### Work to be completed
Reproduce all of the rows below, replacing each occurrence of "Query" with "Target" and leaving the rest unchanged. Leave the pictures out.
☆ ☆ ☆ ☆ ☆ ☆ ☆
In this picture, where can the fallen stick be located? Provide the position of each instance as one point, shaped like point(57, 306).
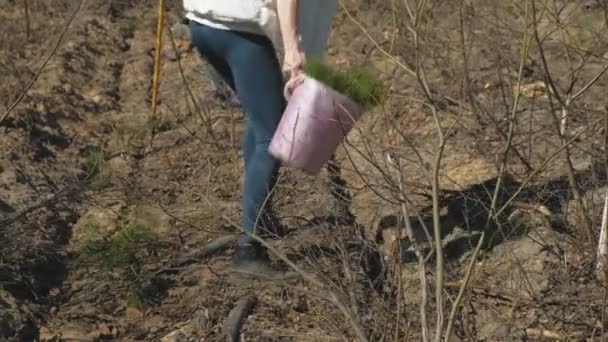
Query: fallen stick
point(542, 333)
point(237, 316)
point(214, 247)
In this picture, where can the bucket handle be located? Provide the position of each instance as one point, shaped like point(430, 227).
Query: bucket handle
point(292, 84)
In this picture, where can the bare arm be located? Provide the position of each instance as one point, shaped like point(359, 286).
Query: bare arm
point(288, 18)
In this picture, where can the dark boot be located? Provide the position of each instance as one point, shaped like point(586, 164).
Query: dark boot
point(251, 258)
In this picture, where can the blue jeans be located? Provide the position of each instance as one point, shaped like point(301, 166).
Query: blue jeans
point(249, 65)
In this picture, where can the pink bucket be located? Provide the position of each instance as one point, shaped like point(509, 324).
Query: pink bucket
point(315, 122)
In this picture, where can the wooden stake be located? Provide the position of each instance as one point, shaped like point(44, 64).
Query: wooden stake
point(159, 40)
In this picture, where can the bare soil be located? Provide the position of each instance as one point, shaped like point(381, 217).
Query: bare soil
point(98, 198)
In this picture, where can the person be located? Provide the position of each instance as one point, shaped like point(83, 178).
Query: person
point(220, 90)
point(246, 59)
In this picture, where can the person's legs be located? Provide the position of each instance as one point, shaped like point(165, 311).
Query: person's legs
point(259, 82)
point(255, 74)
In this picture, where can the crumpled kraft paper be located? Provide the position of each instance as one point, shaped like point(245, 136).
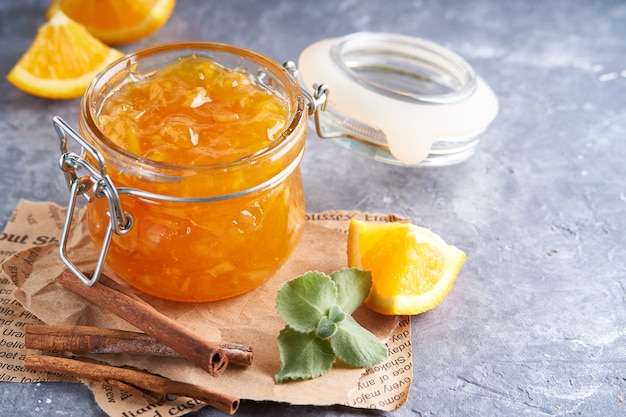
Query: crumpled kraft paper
point(247, 319)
☆ ☆ ☆ ☆ ☆ ☆ ☆
### Task answer
In this picture, where can the fallen stick be located? Provide the position of each instance as one point, shaped like point(57, 306).
Target: fallen stick
point(542, 333)
point(237, 316)
point(214, 247)
In this picture, where can the bucket handle be located? Provide the position of each instance as one point, shaped like point(430, 227).
Target: bucket handle
point(292, 84)
In this picture, where can the bare arm be located? Provide the position of each instance as one point, shaped like point(359, 286).
Target: bare arm
point(288, 18)
In this picture, where can the dark boot be located? Provide the position of each instance as one point, shaped like point(586, 164).
Target: dark boot
point(251, 258)
In this picture, where can the blue jeans be located? Provide the position of each instance as one point, shaped like point(301, 166).
Target: blue jeans
point(249, 65)
In this picture, where can the pink bucket be located? Provide the position of each instance as one point, shaped like point(509, 324).
Target: pink bucket
point(315, 122)
In this picture, where can the wooden stake be located? Provide the position of each instance as one point, shaped like point(44, 64).
Target: wooden stake
point(159, 40)
In this picture, where can the bare soil be located? Provide the position of each instance as one point, shaped like point(381, 217).
Target: bare soil
point(98, 198)
In this picture, where can the person be located? Provide the position of each instance as one point, shaped like point(83, 178).
Target: person
point(220, 90)
point(246, 59)
In this picture, where can the person's legs be located? Provide the position of each instance as one point, shaped like point(165, 311).
Target: person's legs
point(259, 82)
point(255, 74)
In this picture, where can the crumpled kraft paper be located? Provide the position of each instance as one point, shaped like point(245, 136).
Target: crumpled kraft paper
point(247, 319)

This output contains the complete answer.